== Segment start ==

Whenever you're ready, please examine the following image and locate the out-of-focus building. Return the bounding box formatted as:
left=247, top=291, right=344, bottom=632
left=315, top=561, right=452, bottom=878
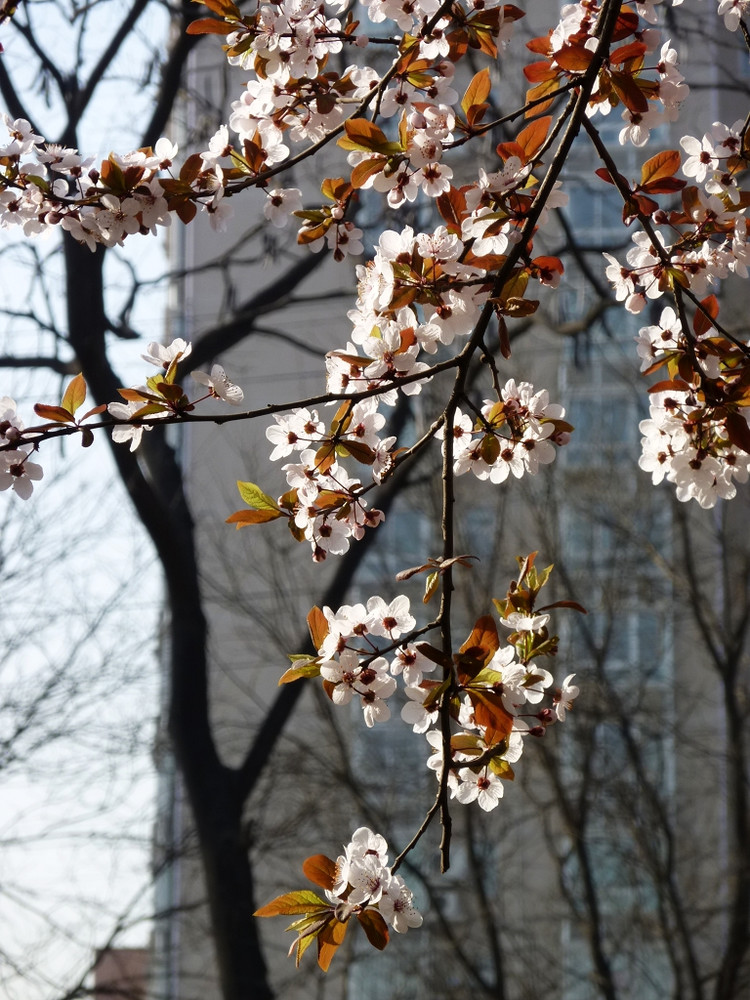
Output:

== Segment end ==
== Segment start ==

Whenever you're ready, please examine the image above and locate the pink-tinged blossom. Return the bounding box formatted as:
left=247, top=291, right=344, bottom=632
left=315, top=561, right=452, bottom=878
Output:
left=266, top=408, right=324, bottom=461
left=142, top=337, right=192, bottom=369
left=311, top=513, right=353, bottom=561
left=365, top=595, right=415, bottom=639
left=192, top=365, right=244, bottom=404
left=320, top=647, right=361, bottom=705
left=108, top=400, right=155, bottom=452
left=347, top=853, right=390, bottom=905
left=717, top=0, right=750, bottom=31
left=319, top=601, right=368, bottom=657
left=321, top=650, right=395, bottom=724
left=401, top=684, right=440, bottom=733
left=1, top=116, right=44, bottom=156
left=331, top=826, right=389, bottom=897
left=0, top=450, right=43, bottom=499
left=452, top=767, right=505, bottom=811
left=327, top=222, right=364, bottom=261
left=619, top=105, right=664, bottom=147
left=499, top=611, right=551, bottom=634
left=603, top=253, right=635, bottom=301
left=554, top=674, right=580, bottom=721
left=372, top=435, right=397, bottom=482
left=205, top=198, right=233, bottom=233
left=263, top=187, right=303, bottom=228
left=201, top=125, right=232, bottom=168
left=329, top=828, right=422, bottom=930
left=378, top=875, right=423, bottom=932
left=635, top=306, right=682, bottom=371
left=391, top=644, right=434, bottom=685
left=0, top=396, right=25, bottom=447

== Segment end ==
== Segment start ==

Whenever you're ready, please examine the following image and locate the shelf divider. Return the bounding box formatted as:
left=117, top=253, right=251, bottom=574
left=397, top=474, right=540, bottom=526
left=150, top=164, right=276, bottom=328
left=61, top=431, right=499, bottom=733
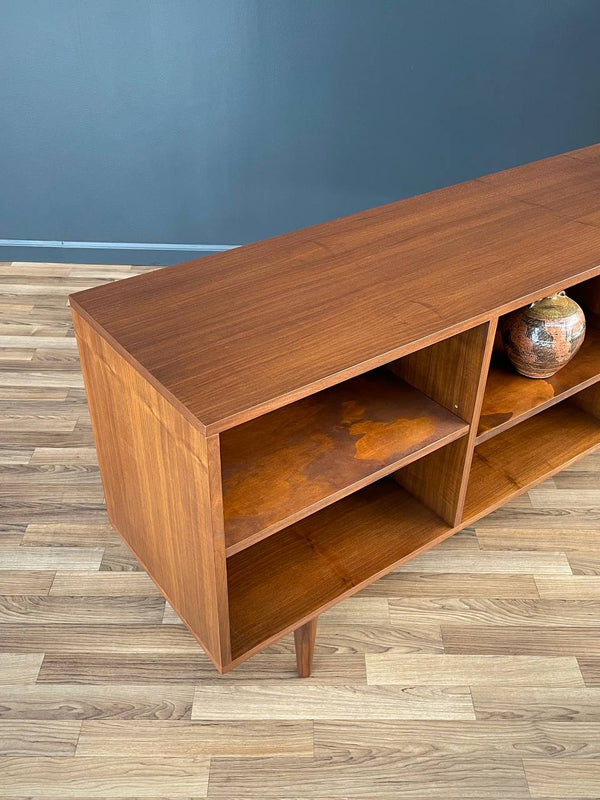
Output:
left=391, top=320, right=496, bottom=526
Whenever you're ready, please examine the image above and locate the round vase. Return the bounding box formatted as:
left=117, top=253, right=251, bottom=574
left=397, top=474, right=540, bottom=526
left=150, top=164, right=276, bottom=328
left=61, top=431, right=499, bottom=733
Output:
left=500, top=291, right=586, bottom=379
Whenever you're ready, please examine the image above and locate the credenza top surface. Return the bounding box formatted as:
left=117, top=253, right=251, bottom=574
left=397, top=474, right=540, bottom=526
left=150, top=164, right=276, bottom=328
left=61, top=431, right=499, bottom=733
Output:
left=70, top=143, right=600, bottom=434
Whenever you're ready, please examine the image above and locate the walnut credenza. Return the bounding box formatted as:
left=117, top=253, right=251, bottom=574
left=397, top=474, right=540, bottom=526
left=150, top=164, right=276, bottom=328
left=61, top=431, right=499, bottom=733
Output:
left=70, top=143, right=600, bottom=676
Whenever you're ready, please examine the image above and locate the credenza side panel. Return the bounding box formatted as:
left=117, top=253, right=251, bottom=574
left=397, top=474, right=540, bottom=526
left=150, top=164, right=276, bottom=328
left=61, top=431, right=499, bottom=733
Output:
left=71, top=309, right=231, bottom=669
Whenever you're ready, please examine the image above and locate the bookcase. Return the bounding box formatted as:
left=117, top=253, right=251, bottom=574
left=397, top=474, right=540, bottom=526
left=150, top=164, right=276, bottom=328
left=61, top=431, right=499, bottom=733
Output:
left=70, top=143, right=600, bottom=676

== Segment end ==

**ABOUT THIS TASK**
Copy needed, without pictures: the lines of the listing above from the line containing "locate the shelf" up to and including the line containing "the credenza top", set down exactly.

**SOLUTION FOR THIS TASK**
Whenever you're ready, please examine the following image and locate the shelf divider. Return the bounding box formatted as:
left=117, top=253, right=251, bottom=574
left=397, top=474, right=540, bottom=526
left=150, top=164, right=276, bottom=328
left=61, top=431, right=499, bottom=733
Output:
left=391, top=320, right=496, bottom=526
Whenever you're ready, please examine the image above and locate the round vase. Return the bounding box formatted as:
left=117, top=253, right=251, bottom=574
left=397, top=474, right=540, bottom=526
left=150, top=164, right=276, bottom=328
left=61, top=431, right=499, bottom=733
Output:
left=500, top=291, right=586, bottom=379
Whenever you're ready, please examine the image above and locate the credenza top surface. Return the bounding box formatted as:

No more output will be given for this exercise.